Data under study Block Start

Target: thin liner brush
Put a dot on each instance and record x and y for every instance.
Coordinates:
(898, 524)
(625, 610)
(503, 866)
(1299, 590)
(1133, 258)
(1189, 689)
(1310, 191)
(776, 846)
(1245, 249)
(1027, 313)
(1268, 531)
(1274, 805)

Data under study Block End
Data under study Block Start

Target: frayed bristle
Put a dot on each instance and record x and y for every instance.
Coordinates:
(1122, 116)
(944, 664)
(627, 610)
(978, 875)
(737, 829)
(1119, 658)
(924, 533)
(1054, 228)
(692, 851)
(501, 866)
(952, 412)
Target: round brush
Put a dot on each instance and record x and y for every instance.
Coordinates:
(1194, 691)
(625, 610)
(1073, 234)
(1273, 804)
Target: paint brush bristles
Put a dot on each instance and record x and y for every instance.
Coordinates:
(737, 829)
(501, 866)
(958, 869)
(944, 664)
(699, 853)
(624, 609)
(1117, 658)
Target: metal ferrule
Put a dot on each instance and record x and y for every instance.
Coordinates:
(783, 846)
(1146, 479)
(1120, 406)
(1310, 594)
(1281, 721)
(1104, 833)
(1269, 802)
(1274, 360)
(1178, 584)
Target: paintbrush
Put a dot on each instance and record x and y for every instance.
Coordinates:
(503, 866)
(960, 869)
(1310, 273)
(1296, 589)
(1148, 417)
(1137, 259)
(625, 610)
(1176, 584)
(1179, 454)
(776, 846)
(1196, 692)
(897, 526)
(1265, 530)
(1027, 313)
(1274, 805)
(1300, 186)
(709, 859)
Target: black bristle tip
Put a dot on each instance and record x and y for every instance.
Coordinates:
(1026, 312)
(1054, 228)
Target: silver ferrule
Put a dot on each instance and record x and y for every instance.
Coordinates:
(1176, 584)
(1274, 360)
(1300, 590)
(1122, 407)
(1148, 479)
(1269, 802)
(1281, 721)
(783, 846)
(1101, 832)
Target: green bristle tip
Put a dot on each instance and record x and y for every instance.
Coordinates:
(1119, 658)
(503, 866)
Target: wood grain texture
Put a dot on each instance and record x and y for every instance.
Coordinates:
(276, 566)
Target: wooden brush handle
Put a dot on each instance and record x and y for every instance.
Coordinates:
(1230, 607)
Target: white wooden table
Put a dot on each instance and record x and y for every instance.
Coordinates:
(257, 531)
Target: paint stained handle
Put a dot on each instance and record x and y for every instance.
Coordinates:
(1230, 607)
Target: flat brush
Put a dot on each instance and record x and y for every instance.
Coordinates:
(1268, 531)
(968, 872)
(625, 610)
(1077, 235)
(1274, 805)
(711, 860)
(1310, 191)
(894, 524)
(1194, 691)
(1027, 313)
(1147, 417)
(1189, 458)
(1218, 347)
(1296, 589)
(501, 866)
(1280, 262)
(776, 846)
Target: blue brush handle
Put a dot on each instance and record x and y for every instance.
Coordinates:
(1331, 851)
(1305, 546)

Data under study Block End
Data under study Block Start

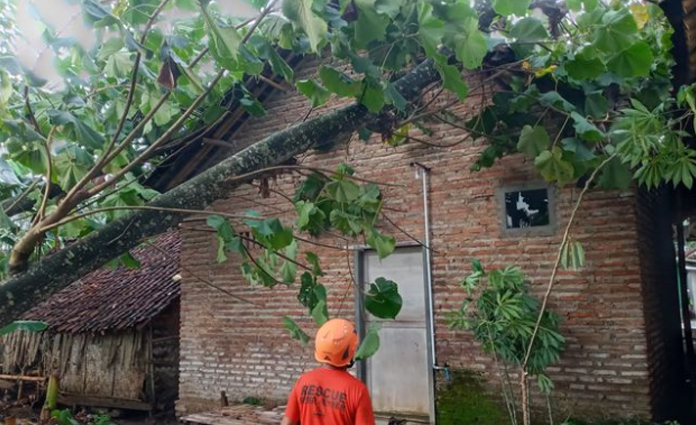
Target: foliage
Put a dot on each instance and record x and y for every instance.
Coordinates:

Data under study Block End

*What needs to be done*: Wherever a line above contains the string "wooden", count it; then give the total alone.

*Solution*: 2